EXCERPT TO READ »
───
I agree on the LuxV situation and have designed a reflector to deal with that, but havn't had the time or the need to build a prototype. The solution i came up with is a brute force simple concept based on real life experiments..

Take 4 1/4 parabolas and set them apart by the distance between the lux dies in the emitter.. so that in effect you have four separate reflectors that have each of the four emitters in focus.. rather than one big reflector that has NONE of the emitters in focus. The donut hole in a LuxV is because the primary focus is on a dark spot.. GIGO..

\
here is a picture of my computer model of said reflector.


And the top-view of just the top edge.. to show how subtle it is.

My theory goes like this.. the nearest emitter die will get the most light to the near 1/4 reflector.. when looking at a luxV in a reflector it's really clear there are 4 'lobes' of brightness and NOT the circle or torrid of light we see if we look at a lux3 etc.. and.. i'm hoping that bringing each of the 4 dies into actual focus will restore that 'ring of light' we expect to see.. pull that off and the donut will go away. keep a perfectly smooth reflector.

testing this theory requires an IMS 20 and a sharp saw and a lux V of course.

improving on the theory would need 2 or 4 reflectors to have them still touch in the joints.. to replace what is lost by the saw kerf.

a very interesting thought you just brought to my attention regarding the 'non point' situation.

a movie theater projector uses about a 16" reflector and a 3000-5000W xenon arc lamp.. the reflector is a perfect ellipse (or part of one of course).. the distance between the two foci of the elliptical section is about 5'.. which means.. that that pin=point of about 2mm x 1mm of light that is roughly 1300W of actual light energy or 90,000 lumens.. is focused to a point that happens to work out to be just beyond where the film is.. so that the entire 35mm width of the film is almost perfectly illuminated edge to edge.

reverse engineering this thought.. it would be possible to use an elliptical reflector focused to a point just behind the square lux die to get the light down to a pinpoint at the other focus of the ellipse.. of course.. what to do with that is the question.. there usually ends up being an obstruction.. usually the reflector.

So.. try this one out for size.. an elliptical reflector.. with the foci a long distance apart.. with the emitter pointing into the reflector.. but de-tuned as mentioned.. so the focus is a couple mm behind the lux die.. this will put a pin-point of light at the far focus.. and by fine-tuning the mis-match of focus you can probably get a very decent beam with extremely high efficiency.

andrewwynn said:

My theory goes like this.. the nearest emitter die will get the most light to the near 1/4 reflector..

Click to expand...
───
WORK TO COMPLETE »
[A] Write out the part of the reflector discussion that opens with the words containing "Take 4 1/4 parabolas" and closes with "subtle it is.".
[B] List every figure the reflector discussion gives for the movie theater projector, with what each one measures.

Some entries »
───
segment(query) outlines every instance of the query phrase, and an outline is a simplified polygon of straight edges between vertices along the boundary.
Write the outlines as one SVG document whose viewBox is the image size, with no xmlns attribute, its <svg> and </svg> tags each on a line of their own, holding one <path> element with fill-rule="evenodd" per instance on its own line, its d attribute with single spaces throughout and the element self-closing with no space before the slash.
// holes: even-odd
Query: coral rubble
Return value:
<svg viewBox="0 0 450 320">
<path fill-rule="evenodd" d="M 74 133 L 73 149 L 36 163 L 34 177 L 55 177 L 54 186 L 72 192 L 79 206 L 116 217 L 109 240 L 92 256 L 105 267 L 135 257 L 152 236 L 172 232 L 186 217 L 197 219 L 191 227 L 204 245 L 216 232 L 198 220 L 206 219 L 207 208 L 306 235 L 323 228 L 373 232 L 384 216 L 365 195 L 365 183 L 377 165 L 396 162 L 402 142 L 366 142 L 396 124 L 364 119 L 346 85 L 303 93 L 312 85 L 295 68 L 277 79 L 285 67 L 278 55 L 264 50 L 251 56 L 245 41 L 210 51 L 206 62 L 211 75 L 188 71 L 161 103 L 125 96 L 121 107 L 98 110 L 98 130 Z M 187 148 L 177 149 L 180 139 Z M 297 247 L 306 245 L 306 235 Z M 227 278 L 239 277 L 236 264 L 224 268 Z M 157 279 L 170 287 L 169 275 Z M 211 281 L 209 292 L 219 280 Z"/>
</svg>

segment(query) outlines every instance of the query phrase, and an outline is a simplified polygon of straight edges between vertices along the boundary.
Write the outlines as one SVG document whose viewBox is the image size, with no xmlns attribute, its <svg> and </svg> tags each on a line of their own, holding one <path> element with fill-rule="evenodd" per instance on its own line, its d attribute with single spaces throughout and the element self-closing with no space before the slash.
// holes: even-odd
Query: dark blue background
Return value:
───
RESULTS FOR THE EXERCISE »
[A]
Take 4 1/4 parabolas and set them apart by the distance between the lux dies in the emitter.. so that in effect you have four separate reflectors that have each of the four emitters in focus.. rather than one big reflector that has NONE of the emitters in focus. The donut hole in a LuxV is because the primary focus is on a dark spot.. GIGO..

\
here is a picture of my computer model of said reflector.


And the top-view of just the top edge.. to show how subtle it is.

[B]
- about 16": the reflector
- 3000-5000W: the xenon arc lamp
- about 5': the distance between the two foci of the elliptical section
- about 2mm x 1mm: the pin-point of light
- roughly 1300W: the actual light energy
- 90,000 lumens: the light output
- 35mm: the width of the film